Your objective
Set out the listing below as a numbered list, skipping any blank lines. Leave the picture out of your answer.

Raw records
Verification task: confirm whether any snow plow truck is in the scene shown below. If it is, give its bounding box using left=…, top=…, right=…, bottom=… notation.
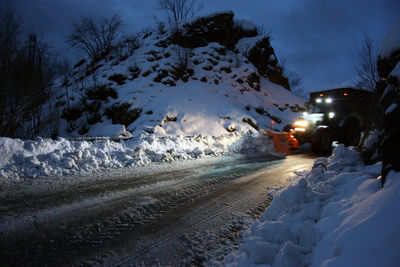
left=286, top=88, right=373, bottom=154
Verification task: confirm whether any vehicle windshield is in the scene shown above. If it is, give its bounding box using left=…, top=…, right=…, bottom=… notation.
left=310, top=99, right=350, bottom=113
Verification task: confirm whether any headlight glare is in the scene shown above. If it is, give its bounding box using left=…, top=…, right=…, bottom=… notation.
left=294, top=120, right=308, bottom=128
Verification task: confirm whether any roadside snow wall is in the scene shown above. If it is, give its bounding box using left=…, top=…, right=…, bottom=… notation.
left=226, top=145, right=400, bottom=267
left=0, top=133, right=274, bottom=182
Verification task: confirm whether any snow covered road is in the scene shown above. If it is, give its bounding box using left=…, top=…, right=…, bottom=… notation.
left=0, top=155, right=314, bottom=265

Written response
1. Verification task: confirm whether any snow plow truck is in the scene shown below. If it is, give its bounding box using left=…, top=…, right=…, bottom=… notation.
2. left=286, top=88, right=373, bottom=154
3. Verification task: confirm whether any vehicle windshield is in the scene shown above. If it is, give its bounding box using left=…, top=…, right=…, bottom=… notation.
4. left=310, top=99, right=350, bottom=113
5. Verification task: confirm whether any headlight glare is in the scene shown above. If it is, give its bounding box using left=…, top=…, right=…, bottom=… notation.
6. left=294, top=120, right=308, bottom=128
7. Verification task: confirm whether any roadside snow wall is in the scene shown above. If it is, give its bounding box using left=…, top=…, right=…, bottom=… notation.
8. left=226, top=145, right=400, bottom=267
9. left=0, top=133, right=274, bottom=182
10. Verification task: confirm whether any snow covered road is in the scene shown above. If it is, give its bounding box using left=…, top=…, right=…, bottom=… notation.
11. left=0, top=155, right=314, bottom=265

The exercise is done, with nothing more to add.